## Excerpted passage
Start

Originally published on A Closer Listen.
Fans of Evan Caminiti have to be rejoicing. Not only
has this fellow been exponentially prolific with each passing year, but
his music is always operating on a high level. This year alone sees him
releasing no less than three solo albums (one as Painted Caves), and
while the knock on prolific artists is a thinning of quality, I just
don’t hear that problem with Caminiti at all. Night Dust has
been a long time in the making and occasionally highlights a new
compositional direction (one that can be heard even more on his
forthcoming Dreamless Sleep LP).
Anyone familiar with the stellar West Winds album would probably say, ‘Yeah, I could go for some more of that.’ Night Dust is
here to grant your wish, though instead of a strictly guitar EFX driven
record Caminiti has been tooling a lot more with synthesizers and
analog manipulation. Isn’t the mantra: Once you go 4-track you never go
back? Once Caminiti started committing music to this dusty-sounding
medium, he became enthralled with re-animating the resulting
deteriorations. Tape hiss and static are unofficial members of his one
man band on Night Dust, a perfect marriage with his overnight, psychedelic seance.

End

Named object pointing entries:
Start

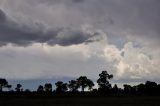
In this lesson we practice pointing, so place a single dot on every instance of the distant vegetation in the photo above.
(78, 86)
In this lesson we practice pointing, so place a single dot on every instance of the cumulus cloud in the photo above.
(22, 35)
(120, 36)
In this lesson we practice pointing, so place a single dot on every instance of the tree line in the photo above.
(80, 84)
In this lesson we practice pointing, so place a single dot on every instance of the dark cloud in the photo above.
(2, 16)
(23, 35)
(78, 1)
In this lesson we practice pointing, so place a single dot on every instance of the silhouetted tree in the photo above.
(73, 86)
(19, 88)
(140, 88)
(40, 88)
(90, 84)
(84, 82)
(9, 87)
(115, 88)
(151, 87)
(3, 84)
(61, 87)
(103, 81)
(48, 87)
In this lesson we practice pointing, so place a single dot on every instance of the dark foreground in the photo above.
(81, 101)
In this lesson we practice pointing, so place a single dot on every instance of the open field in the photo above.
(81, 101)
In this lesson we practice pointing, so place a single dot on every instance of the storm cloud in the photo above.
(23, 35)
(76, 37)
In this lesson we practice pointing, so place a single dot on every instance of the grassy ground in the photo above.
(81, 101)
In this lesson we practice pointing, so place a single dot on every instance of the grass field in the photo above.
(81, 101)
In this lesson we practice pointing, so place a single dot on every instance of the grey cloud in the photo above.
(2, 16)
(23, 35)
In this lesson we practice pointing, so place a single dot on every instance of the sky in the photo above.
(58, 39)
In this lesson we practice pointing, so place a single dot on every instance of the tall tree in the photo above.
(19, 88)
(3, 84)
(48, 87)
(103, 81)
(73, 85)
(40, 88)
(84, 82)
(61, 87)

End

## What is being asked
According to the review of Night Dust, how many solo albums is Evan Caminiti releasing this year?

## Full answer
No less than three solo albums, one of them as Painted Caves.